**TEXTE EXTRAIT**:
════════════════
Après une cérémonie d’ouverture ponctuée de deux discours (mot du Doyen de la


FSS, propos du Doyen de la FADESP de l’Université d’Abomey-Calavi), les travaux ont été
lancés avec l’installation d’un présidium pour la conduite des travaux. Il est composé des
Professeurs Dorothé C. SOSSA, Noël GBAGUIDI et du professeur Joseph DJOGBENOU.

Les communicateurs sont, pour l’essentiel, des universitaires auxquels s’ajoutent


quelques praticiens et chercheurs. Au total 14 communications ont été enregistrées, réparties
en deux considérations que sont le droit substantiel (première considération) et le droit
processuel (seconde considération).Chacune des deux considérations est marquée par une
binarité. La première considération a tourné autour de deux panels : Contrat (Panel 1) et
contraintes (Panel 2).

Suivant ce parallélisme, la seconde considération est axée autour du : Contentieux


devant l’arbitre et le médiateur (Panel 1) puis du contentieux devant le juge étatique (Panel
2).

Bien avant la floraison des communications, une conférence inaugurale a été animée
par le professeur Ndiaw DIOUF, Professeur titulaire des universités, ancien vice-président du
conseil constitutionnel de la République du Sénégal. Dans sa présentation magistrale, le
professeur DIOUF relève les difficultés et la complexité du sujet : « Le droit des
investissements ».Dans ses propos liminaires, il considère que l’investissement est une notion
économique réservée par la suite aux sciences de gestion. C’est bien longtemps après, que
cette notion a fait son incursion en droit, probablement vers 1965. Pour d’autres, c’est vers
1928 que ce mot est apparu sous la plume des juges de la Haye dans une décision
remarquable.
════════════════
**ENTRÉES DE DONNÉES**:
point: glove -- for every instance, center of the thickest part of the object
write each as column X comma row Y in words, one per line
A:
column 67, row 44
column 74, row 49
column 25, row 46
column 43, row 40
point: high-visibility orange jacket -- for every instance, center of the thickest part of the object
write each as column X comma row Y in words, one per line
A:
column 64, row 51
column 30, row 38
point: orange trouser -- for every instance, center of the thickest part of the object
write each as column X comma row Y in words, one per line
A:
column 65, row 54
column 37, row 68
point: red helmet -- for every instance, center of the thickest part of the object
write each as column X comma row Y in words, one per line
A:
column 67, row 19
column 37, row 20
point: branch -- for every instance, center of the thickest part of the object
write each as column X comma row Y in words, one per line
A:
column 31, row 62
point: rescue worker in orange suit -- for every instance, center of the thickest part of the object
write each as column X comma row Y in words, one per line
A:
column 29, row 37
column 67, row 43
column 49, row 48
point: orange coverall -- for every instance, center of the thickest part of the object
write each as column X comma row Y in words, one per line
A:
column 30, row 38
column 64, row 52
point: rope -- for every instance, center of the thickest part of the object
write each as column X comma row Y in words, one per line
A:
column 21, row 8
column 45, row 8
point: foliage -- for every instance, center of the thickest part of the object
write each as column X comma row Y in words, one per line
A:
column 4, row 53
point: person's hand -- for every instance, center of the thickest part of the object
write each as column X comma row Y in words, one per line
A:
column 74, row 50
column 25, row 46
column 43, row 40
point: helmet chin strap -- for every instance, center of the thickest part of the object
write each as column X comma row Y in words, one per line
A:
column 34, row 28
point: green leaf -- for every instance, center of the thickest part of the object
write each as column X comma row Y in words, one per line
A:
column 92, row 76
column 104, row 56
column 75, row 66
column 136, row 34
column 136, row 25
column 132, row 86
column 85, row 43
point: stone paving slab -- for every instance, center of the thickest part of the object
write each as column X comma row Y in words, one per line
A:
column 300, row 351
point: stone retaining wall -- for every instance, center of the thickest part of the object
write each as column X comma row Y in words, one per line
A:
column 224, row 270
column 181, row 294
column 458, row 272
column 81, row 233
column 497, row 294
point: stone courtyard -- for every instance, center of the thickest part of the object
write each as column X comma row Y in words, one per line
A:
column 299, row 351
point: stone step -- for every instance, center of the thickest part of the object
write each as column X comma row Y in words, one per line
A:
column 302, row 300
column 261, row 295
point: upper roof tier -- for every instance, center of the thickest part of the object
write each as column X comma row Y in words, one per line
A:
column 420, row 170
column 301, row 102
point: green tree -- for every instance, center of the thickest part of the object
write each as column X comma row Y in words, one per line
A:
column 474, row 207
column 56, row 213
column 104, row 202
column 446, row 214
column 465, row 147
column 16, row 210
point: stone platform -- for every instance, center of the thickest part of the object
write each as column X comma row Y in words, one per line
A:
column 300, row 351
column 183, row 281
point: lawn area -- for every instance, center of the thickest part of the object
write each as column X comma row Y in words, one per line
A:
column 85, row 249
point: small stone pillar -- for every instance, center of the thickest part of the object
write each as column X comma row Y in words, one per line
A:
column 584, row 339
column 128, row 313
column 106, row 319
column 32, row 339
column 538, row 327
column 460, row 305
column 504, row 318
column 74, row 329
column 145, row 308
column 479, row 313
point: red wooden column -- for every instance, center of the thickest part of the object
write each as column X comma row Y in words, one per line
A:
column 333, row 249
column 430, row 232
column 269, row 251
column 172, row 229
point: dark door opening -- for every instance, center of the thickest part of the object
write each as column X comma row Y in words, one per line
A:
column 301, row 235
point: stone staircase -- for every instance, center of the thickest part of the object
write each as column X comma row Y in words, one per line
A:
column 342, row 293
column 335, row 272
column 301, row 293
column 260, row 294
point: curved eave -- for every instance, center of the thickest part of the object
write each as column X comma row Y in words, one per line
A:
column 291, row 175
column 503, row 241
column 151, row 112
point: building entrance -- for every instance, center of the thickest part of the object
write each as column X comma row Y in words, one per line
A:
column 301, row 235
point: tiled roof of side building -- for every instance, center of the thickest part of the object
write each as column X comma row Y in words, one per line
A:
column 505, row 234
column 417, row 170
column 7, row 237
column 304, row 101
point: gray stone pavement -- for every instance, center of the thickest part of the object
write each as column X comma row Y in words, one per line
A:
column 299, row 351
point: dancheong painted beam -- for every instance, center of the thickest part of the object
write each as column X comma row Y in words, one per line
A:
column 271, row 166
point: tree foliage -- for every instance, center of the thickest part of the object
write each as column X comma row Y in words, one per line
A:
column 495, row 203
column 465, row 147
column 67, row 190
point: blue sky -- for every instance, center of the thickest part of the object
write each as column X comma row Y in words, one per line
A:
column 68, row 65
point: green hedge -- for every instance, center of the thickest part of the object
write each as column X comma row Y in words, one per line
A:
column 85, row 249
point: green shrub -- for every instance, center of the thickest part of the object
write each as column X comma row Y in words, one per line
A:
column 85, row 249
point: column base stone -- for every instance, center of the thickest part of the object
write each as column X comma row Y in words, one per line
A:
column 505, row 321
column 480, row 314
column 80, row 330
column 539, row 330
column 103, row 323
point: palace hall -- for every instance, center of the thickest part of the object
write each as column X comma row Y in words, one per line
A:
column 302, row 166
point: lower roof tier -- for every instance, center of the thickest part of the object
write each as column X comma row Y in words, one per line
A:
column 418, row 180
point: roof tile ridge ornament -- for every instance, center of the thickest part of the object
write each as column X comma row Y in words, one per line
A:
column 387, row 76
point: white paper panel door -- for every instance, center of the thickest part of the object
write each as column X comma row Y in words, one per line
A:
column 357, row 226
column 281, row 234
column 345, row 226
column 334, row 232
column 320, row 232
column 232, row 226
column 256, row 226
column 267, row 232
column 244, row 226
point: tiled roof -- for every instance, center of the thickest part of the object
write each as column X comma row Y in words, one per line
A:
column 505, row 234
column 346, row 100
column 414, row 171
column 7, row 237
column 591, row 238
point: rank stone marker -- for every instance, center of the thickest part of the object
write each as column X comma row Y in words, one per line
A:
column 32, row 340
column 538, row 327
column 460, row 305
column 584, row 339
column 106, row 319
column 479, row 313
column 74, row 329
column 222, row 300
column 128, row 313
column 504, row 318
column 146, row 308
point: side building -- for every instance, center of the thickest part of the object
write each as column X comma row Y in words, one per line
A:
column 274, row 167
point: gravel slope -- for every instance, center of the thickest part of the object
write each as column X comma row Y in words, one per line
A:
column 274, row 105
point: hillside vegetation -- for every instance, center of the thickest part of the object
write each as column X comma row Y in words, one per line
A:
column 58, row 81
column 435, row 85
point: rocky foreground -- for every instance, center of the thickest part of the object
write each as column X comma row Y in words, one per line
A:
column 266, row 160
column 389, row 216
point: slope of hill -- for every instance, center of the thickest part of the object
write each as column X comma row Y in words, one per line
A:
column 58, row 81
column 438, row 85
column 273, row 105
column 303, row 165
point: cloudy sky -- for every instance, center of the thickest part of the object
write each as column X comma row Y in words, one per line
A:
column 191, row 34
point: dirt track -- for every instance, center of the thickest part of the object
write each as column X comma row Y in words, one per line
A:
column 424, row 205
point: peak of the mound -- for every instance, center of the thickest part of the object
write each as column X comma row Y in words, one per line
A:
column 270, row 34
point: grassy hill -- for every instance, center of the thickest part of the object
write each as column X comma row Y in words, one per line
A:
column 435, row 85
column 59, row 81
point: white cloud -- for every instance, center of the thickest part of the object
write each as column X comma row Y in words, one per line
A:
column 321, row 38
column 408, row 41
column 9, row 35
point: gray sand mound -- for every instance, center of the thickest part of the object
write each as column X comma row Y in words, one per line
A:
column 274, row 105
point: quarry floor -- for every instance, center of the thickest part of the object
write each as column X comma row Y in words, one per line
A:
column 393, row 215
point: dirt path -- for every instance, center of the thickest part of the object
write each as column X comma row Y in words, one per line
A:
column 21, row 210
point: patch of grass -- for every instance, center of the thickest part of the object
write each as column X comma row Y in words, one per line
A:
════════════════
**BUT DE LA TÂCHE**:
Nommez tous les professeurs qui composent le présidium installé pour la conduite des travaux, d'après le texte extrait. Les lignes proviennent d'une autre source que le texte extrait.

**TÂCHE ACCOMPLIE**:
Dorothé C. SOSSA, Noël GBAGUIDI, Joseph DJOGBENOU